It just doesn't make sense to me to accumulate 100 Shoami ironwork, when for the same amount invested one could have a representative collection of tosogu,

 

For example: 

  • One great and tasteful Higo piece
  • One great old and dignified classic Goto
  • One great piece of later machibori

The later is the more desirable collection, and sits about at the same level financially, and is more likely to accrue value over time. It also goes to show the great currents of Japanese aestethics, from the austere inspired by bouddhism, to the formal and noble Goto, to the later lavish works and creative explosion heralded by Somin, etc.  

 

If one really wants to buy old iron, then rather than going through the various online sites and paying the foreigner tax, the better path is to go to Japan and arrange purchases by the kilo. These things aren't rare, even if we have the illusion that they are here in the west. I mean they're used as paper-weights...

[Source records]

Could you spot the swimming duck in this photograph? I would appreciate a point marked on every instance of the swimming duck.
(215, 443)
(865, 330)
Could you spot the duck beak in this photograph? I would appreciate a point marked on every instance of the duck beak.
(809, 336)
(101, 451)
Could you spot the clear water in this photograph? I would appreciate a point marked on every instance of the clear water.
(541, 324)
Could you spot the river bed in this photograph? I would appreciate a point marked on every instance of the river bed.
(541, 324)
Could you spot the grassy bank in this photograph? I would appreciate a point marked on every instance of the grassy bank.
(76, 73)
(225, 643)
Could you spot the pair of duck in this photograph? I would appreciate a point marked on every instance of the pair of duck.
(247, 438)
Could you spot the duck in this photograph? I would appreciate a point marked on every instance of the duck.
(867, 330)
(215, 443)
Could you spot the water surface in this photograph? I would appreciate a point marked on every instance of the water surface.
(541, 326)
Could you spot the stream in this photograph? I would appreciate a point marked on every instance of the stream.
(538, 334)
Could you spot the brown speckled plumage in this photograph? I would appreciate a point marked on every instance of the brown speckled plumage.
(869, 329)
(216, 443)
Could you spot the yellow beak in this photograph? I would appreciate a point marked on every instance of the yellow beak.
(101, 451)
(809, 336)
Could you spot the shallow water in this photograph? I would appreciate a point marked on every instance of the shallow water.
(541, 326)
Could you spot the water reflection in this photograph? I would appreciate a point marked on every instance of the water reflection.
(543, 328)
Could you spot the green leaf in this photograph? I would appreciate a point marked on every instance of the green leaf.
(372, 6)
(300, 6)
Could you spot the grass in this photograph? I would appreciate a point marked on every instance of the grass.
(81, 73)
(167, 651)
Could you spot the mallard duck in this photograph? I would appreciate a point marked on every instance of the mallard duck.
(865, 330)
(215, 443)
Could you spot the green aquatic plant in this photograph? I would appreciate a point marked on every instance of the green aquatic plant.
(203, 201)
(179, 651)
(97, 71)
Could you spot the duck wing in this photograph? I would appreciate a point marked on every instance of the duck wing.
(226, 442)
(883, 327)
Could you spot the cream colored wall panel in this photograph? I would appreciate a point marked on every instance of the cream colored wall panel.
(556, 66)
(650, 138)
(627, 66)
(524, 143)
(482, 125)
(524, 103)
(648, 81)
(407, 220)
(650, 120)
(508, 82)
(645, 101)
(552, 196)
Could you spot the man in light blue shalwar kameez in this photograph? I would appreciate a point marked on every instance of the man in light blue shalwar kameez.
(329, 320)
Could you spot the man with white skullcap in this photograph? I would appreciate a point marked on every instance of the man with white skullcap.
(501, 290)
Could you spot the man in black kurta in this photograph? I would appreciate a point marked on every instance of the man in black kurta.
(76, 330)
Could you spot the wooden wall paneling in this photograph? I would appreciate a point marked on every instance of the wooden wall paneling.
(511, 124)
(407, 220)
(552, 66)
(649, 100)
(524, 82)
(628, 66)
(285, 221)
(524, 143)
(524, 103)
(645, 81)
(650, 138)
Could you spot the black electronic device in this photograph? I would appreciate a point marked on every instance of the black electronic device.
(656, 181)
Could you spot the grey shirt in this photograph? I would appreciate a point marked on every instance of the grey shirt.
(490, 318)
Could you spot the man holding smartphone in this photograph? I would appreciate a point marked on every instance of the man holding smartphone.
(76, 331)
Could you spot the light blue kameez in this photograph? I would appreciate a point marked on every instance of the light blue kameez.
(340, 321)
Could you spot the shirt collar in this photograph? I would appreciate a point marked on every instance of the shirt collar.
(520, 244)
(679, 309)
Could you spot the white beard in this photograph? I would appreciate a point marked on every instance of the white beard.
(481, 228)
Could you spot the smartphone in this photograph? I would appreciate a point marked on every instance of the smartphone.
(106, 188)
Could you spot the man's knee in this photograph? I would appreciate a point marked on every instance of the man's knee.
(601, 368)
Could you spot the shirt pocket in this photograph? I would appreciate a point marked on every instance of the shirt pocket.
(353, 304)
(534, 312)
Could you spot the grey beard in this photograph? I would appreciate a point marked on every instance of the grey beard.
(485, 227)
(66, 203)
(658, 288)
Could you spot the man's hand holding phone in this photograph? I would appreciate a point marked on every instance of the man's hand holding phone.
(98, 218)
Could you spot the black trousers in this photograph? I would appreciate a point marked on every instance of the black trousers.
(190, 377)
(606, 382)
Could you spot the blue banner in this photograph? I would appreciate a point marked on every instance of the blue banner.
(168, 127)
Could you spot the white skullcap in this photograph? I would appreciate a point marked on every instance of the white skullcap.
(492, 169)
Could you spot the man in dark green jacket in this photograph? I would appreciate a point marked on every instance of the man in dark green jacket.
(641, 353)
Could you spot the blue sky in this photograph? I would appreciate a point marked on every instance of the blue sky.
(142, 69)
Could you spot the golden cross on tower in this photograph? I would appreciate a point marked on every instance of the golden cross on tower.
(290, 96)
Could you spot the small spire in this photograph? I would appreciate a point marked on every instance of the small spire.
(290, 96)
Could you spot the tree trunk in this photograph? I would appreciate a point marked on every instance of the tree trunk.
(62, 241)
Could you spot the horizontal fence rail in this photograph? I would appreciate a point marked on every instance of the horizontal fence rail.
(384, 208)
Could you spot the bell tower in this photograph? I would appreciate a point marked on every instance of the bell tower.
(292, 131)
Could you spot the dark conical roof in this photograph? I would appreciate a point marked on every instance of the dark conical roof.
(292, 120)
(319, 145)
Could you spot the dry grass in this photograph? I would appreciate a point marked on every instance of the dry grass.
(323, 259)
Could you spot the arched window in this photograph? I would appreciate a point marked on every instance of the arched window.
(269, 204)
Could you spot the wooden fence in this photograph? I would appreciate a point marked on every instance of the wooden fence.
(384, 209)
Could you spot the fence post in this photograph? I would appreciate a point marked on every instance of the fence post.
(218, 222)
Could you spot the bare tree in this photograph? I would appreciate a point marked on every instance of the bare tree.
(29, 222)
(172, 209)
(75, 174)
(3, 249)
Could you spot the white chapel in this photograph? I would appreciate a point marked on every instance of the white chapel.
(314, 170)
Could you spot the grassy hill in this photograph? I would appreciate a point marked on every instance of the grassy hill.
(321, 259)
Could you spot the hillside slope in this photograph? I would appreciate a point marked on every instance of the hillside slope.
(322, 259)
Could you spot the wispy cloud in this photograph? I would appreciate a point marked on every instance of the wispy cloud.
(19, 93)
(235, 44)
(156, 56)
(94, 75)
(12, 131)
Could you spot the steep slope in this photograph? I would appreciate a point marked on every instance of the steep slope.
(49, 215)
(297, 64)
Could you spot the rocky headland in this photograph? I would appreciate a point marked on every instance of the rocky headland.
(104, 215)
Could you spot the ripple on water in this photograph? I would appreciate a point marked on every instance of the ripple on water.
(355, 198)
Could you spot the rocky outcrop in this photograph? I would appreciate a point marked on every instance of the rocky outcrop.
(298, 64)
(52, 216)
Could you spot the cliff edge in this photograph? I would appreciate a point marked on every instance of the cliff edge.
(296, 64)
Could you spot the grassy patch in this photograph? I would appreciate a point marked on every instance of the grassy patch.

## Work request A
Using the post on collecting tosogu, explain why the writer prefers a small collection of one Higo piece, one Goto piece and one later machibori piece over 100 Shoami ironwork pieces. Answer in one to three sentences.
## Work request B
Do the following statements agree with the post on collecting tosogu? For each, answer yes or no and quote the deciding words of the post. (i) The writer suggests going to Japan to buy old iron by weight. (ii) The writer says old iron pieces are rare in Japan. (iii) The example collection includes two Goto pieces.
## Work request C
Write a continuation of the post on collecting tosogu, starting after its last sentence.

## Final answer A
For about the same money, the small mixed collection is more desirable and more likely to gain value over time. It also shows the great currents of Japanese aesthetics, from the austere work inspired by Buddhism, to the formal and noble Goto, to the later lavish works and creative explosion heralded by Somin.

## Final answer B
(i) Yes: "the better path is to go to Japan and arrange purchases by the kilo."
(ii) No: "These things aren't rare, even if we have the illusion that they are here in the west."
(iii) No: "One great old and dignified classic Goto"

## Final answer C
 

I like the idea of pieces having a story, having been cherished by a family, and so on. This is important to me also, and it isn't uncommon for a Goto set to say, come with a honami origami estimating its value, adding provenance to the piece, and squaring it as a desirable piece of art back then just as it is now. Continuity of desirability is important, and shows that there remain universals in taste and appreciation of fine artistry and craftsmanship. We should aspire to be continuity of this tradition of appreciation.

 

It's a hobby with eight hundred years of collectors behind us. That counts.